(Stored records)
---

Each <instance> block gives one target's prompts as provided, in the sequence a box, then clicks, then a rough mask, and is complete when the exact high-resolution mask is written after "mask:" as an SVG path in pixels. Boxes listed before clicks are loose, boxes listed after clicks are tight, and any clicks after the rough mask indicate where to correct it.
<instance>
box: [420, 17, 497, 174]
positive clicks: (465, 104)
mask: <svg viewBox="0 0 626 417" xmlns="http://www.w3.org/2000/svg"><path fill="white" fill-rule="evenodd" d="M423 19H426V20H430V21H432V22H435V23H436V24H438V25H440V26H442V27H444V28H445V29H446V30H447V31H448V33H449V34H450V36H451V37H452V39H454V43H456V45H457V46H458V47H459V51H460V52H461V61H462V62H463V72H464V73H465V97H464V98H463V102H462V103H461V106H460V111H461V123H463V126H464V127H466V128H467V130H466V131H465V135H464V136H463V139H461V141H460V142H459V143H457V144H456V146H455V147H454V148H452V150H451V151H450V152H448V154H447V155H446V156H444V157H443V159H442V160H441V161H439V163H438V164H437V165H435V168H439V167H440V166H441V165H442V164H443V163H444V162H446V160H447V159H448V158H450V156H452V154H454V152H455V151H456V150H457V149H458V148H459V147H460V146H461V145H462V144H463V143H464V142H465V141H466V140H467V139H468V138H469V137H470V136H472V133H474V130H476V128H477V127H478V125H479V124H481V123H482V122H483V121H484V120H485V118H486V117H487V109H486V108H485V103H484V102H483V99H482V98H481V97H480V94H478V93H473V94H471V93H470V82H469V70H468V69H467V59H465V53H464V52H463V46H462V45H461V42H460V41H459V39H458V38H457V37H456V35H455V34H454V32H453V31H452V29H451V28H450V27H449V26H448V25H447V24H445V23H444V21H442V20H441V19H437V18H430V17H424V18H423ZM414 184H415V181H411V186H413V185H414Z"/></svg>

---

## Requirement
Once you have read the records above, write them all out exactly.

## The answer
Each <instance> block gives one target's prompts as provided, in the sequence a box, then clicks, then a rough mask, and is complete when the exact high-resolution mask is written after "mask:" as an SVG path in pixels. Boxes listed before clicks are loose, boxes listed after clicks are tight, and any clicks after the rough mask indicate where to correct it.
<instance>
box: [420, 17, 497, 174]
positive clicks: (465, 104)
mask: <svg viewBox="0 0 626 417" xmlns="http://www.w3.org/2000/svg"><path fill="white" fill-rule="evenodd" d="M423 19H426V20H430V21H432V22H435V23H436V24H438V25H440V26H442V27H444V28H445V29H446V30H447V31H448V33H449V34H450V36H451V37H452V39H454V43H456V45H457V46H458V47H459V51H460V52H461V61H462V62H463V72H464V73H465V97H464V98H463V102H462V103H461V106H460V111H461V123H463V126H464V127H466V128H467V130H466V131H465V135H464V136H463V139H461V141H460V142H459V143H457V144H456V146H455V147H454V148H452V150H451V151H450V152H448V154H447V155H446V156H444V157H443V159H442V160H441V161H439V163H438V164H437V165H435V168H439V167H440V166H441V165H442V164H443V163H444V162H446V160H447V159H448V158H450V156H452V154H454V152H455V151H456V150H457V149H458V148H459V147H460V146H461V145H462V144H463V143H464V142H465V141H466V140H467V139H468V138H469V137H470V136H472V133H474V130H476V128H477V127H478V125H479V124H481V123H482V122H483V121H484V120H485V118H486V117H487V109H486V108H485V103H484V102H483V99H482V98H481V97H480V94H478V93H473V94H471V93H470V82H469V70H468V69H467V59H465V53H464V52H463V46H462V45H461V42H460V41H459V39H458V38H457V37H456V35H455V34H454V32H453V31H452V29H451V28H450V27H449V26H448V25H447V24H445V23H444V21H442V20H441V19H437V18H430V17H424V18H423ZM414 184H415V181H411V186H413V185H414Z"/></svg>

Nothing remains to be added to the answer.